Fragmento de texto:
+-------+

Durante un breve periodo, en Sudáfrica —los nacionalistas acabaron con ello— había sindicalistas que unían a los trabajadores blancos pobres, los trabajadores indios y los trabajadores mulatos, para mejorar las condiciones. Imposible… pensarías, pero fue la personalidad de aquellos hombres la que lo consiguió. ¿De qué hablamos durante el almuerzo? Estoy segura de que todos hablamos, todo el rato, de la llegada al poder de los nacionalistas y de lo que significaría para Sudáfrica, así como de la llegada al poder de los comunistas en China.
Más tarde, en Inglaterra, recibí una carta de uno de los sindicalistas que decía más o menos: «¡Camarada! Me he pasado la vida al servicio de la humanidad necesitada, mejorando las vidas de los parias de la tierra. Mis ojos constantemente se dirigen a los gloriosos horizontes hacia los que marcha toda la humanidad. Puedo afirmar que nunca me doy tregua, todo cuanto hago o pienso es a favor del bien de todos y…». Seguía así a lo largo de unas dieciséis páginas, y sólo al final comprendí que me proponía vivir juntos, o, por lo menos, acostarnos juntos. Me sorprendió porque ni siquiera me había sentado a su lado durante el almuerzo. Más tarde, no obstante, acumulé casi una colección de cartas similares: era el espíritu de la época. Un estilo, sin embargo, apropiado sólo para ciertas naciones: es difícil imaginarse a los anglosajones dedicándose a esto. Dos polacos, dos yugoslavos, dos afrikaners y un revolucionario de Chile; pero apenas había diferencia entre sus cartas.

+-------+

Entradas extraídas:
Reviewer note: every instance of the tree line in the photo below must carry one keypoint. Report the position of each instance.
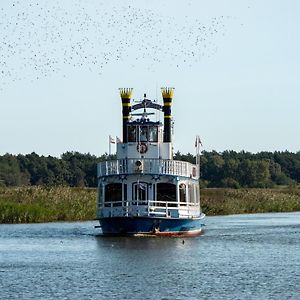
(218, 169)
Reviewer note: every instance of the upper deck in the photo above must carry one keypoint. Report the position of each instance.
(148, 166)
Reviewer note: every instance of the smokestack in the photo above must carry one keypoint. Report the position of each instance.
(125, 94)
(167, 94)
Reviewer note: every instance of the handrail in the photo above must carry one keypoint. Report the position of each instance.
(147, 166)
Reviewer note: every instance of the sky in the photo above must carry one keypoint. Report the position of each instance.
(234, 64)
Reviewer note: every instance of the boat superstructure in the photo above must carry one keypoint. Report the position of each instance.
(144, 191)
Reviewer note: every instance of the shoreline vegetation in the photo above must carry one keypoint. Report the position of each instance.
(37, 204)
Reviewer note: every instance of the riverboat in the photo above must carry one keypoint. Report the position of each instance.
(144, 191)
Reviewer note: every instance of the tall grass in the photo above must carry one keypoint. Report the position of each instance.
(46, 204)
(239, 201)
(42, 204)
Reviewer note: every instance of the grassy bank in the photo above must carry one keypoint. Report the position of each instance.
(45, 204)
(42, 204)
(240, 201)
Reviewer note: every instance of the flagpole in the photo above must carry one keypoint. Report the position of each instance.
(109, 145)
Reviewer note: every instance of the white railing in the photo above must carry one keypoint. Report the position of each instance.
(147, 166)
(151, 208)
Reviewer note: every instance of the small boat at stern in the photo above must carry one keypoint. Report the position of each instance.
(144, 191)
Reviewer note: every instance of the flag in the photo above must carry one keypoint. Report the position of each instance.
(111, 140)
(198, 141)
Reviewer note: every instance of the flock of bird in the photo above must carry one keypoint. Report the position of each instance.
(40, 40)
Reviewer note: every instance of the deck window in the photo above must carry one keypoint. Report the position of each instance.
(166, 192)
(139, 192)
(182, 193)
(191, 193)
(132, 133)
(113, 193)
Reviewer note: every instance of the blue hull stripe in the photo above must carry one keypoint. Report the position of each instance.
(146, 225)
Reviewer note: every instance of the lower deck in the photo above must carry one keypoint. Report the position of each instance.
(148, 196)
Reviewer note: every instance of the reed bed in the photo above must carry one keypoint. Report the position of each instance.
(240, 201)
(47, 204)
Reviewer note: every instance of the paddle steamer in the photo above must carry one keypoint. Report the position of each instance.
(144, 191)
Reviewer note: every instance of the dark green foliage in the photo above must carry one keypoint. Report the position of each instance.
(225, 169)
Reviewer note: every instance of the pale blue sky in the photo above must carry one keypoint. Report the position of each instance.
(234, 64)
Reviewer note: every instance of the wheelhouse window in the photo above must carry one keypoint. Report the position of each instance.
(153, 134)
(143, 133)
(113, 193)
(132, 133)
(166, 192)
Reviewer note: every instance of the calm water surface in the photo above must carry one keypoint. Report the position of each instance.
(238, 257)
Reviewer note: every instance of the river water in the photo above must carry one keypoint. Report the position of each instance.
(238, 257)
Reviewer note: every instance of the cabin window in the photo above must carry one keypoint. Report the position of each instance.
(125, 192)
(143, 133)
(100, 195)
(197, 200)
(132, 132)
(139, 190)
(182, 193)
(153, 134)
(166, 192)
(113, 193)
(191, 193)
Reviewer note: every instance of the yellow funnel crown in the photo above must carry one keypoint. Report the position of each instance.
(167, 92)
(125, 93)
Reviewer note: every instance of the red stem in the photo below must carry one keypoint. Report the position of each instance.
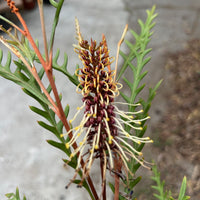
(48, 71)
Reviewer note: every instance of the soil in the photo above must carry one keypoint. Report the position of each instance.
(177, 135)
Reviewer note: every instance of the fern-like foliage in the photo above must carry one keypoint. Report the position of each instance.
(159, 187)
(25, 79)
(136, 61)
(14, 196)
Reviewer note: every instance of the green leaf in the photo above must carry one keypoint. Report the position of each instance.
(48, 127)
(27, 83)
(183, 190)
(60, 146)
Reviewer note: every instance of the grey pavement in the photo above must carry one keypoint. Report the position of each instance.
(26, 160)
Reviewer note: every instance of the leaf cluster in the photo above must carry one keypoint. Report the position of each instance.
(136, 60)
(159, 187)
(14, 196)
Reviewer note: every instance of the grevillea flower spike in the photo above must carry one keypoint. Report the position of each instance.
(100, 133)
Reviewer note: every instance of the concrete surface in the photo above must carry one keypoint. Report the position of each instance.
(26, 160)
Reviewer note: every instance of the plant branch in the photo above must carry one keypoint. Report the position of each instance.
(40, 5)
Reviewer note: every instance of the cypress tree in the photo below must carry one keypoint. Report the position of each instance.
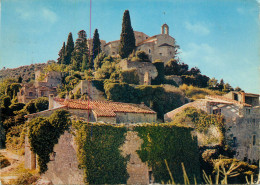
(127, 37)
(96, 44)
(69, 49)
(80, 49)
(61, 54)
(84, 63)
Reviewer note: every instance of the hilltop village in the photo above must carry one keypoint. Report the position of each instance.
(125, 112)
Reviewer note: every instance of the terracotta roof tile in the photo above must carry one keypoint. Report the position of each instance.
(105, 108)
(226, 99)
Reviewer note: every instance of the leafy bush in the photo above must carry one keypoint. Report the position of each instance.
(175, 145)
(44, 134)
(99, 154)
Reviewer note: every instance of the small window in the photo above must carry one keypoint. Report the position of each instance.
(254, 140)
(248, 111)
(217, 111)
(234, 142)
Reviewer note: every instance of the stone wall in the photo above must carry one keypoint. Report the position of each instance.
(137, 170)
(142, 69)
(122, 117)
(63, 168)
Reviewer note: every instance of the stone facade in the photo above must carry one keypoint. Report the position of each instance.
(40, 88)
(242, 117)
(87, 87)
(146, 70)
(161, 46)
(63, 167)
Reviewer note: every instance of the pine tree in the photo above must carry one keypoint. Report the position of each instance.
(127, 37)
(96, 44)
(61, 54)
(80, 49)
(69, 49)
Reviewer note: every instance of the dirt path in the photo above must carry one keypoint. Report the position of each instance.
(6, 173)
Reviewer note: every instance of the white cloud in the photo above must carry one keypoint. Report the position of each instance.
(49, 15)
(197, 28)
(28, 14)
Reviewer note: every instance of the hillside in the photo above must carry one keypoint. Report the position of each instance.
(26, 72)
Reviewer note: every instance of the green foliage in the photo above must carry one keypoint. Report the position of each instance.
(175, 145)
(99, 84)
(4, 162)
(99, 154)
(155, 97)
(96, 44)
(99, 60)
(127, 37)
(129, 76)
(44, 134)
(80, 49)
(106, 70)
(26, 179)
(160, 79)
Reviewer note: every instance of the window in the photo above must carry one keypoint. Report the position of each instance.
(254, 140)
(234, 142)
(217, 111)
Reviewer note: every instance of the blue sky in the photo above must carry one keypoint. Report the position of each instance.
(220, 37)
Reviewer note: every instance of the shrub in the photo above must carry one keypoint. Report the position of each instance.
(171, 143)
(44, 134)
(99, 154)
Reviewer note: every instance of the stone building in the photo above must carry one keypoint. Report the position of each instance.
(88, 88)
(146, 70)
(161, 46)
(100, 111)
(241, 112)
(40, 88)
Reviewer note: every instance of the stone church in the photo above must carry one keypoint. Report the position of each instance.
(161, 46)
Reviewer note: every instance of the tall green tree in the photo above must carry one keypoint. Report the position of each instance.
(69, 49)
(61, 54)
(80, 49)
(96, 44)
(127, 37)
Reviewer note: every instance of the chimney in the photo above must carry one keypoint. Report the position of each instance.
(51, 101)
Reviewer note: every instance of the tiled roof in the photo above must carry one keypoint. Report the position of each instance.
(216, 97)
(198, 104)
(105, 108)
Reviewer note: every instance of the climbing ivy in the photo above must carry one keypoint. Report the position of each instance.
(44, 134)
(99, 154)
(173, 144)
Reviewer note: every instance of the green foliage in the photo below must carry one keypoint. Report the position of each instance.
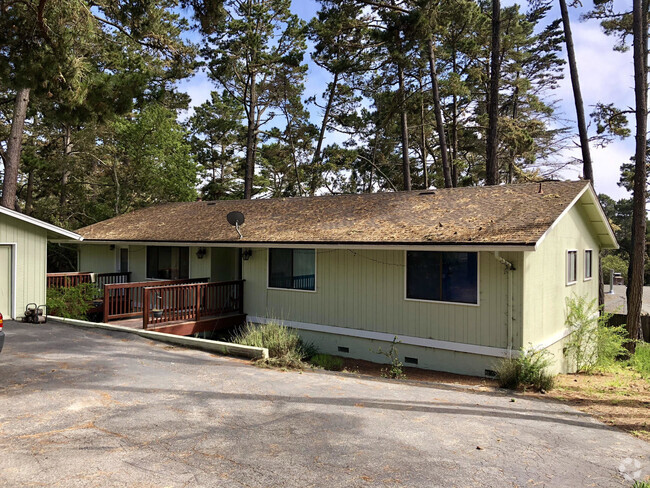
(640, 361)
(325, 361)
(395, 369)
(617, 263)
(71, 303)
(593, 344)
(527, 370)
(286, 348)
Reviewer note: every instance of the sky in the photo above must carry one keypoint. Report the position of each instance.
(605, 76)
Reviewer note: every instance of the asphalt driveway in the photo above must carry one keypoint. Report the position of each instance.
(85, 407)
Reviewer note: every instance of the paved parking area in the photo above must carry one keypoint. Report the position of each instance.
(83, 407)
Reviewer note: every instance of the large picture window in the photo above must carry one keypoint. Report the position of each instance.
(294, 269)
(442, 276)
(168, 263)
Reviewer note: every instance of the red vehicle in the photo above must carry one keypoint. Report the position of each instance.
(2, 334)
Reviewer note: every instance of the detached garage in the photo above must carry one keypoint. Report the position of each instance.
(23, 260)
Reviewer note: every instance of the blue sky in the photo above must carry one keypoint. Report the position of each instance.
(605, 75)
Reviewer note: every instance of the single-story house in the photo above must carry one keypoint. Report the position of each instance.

+-------+

Instrucciones de tareas:
A – En el fragmento de texto, ¿cuántas páginas tenía aproximadamente la carta del sindicalista?
B – Por favor, vuelve a escribir sin cambios todo lo que va en el fragmento de texto desde "Durante un breve" hasta "comunistas en China.".

Respuestas por tarea:
A – Unas dieciséis páginas.

B –
Durante un breve periodo, en Sudáfrica —los nacionalistas acabaron con ello— había sindicalistas que unían a los trabajadores blancos pobres, los trabajadores indios y los trabajadores mulatos, para mejorar las condiciones. Imposible… pensarías, pero fue la personalidad de aquellos hombres la que lo consiguió. ¿De qué hablamos durante el almuerzo? Estoy segura de que todos hablamos, todo el rato, de la llegada al poder de los nacionalistas y de lo que significaría para Sudáfrica, así como de la llegada al poder de los comunistas en China.